- [To be done] Would you write the next part of the news report on the Salesforce Files outage, picking up after its final paragraph?

- [Supplied text]

::::::::

It has been a rough morning for Salesforce here in San Francisco: part of the cloud giant's sprawling empire fell over and stayed down for more than 12 hours. In fact, it stumbled over so hard, CEO Marc Benioff's techies are having to apply fixes to servers manually.
The SaaS titan told customers on Thursday night its Files service, used to store and share documents, was struggling worldwide to, well, read and write files. It's now Friday lunchtime, and some data remains inaccessible as engineers continue to roll out repairs.
"The technology team continues to manually update a subset of servers that need to have the fix implemented as well as test and validate the resynchronization process, which is the next phase of the resolution path," Salesforce told customers at 1030 PT on Friday.
"We continue to see a reduction in read/write alerts, and some customers are reporting that they can now read and write to new files.
"However, there is still a subset of customers being impacted by the issue. Files that were created after the incident began and before the fix was applied, however, may remain unavailable until resynchronization is complete."
The systems crashed on Thursday night at roughly 2330 PT. This meant just as Western Europe was beginning to wake up and start their Fridays, the Files part of Salesforce fell over.
Wow. Global outage of @salesforce. What else is on the menu today? 😂— Martin Fišer (@MTFtwister) September 20, 2019
This outage would carry over into the US East Coast and Midwest working day, and the morning for the West Coast where Salesforce is based.
By 1100 PT, the cloud giant said it was nearly through the tedious process of hand-fixing servers to address the problem.
"The technology team now has less than 5 per cent of the affected servers to manually apply the fix to, and the resynchronization process is being implemented to a subset of production hosts," the biz explained. "If the resynchronization completes successfully on those hosts, the team will then start the process of implementing resynchronization across the rest of the affected environment."

::::::::

- [Recorded information]
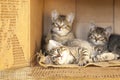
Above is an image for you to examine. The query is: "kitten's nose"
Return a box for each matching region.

::::::::

- [Output of the exercise]
As we were preparing to publish this piece, shortly after 1300 PT, Salesforce posted the following revised update, indicating the outage is ongoing as is the repair work:
The technology team continues to manually apply the fix to a subset of the affected servers in three of the impacted data centers. All servers in the other five affected data centers have had the fix implemented.
The synchronization process is the next phase of the resolution path that will ensure files that were created after the incident began and before the fix was applied are once again available to customers. That process was initiated within the first of the eight data centers, and on successful completion of that activity and after the technology team validates the implementation, we will then initiate that process across the remaining data centers.
Inconvenient as it is, Friday's problem pales in comparison to the nightmare outage in May that caused portions of the service to go down over a span of three days.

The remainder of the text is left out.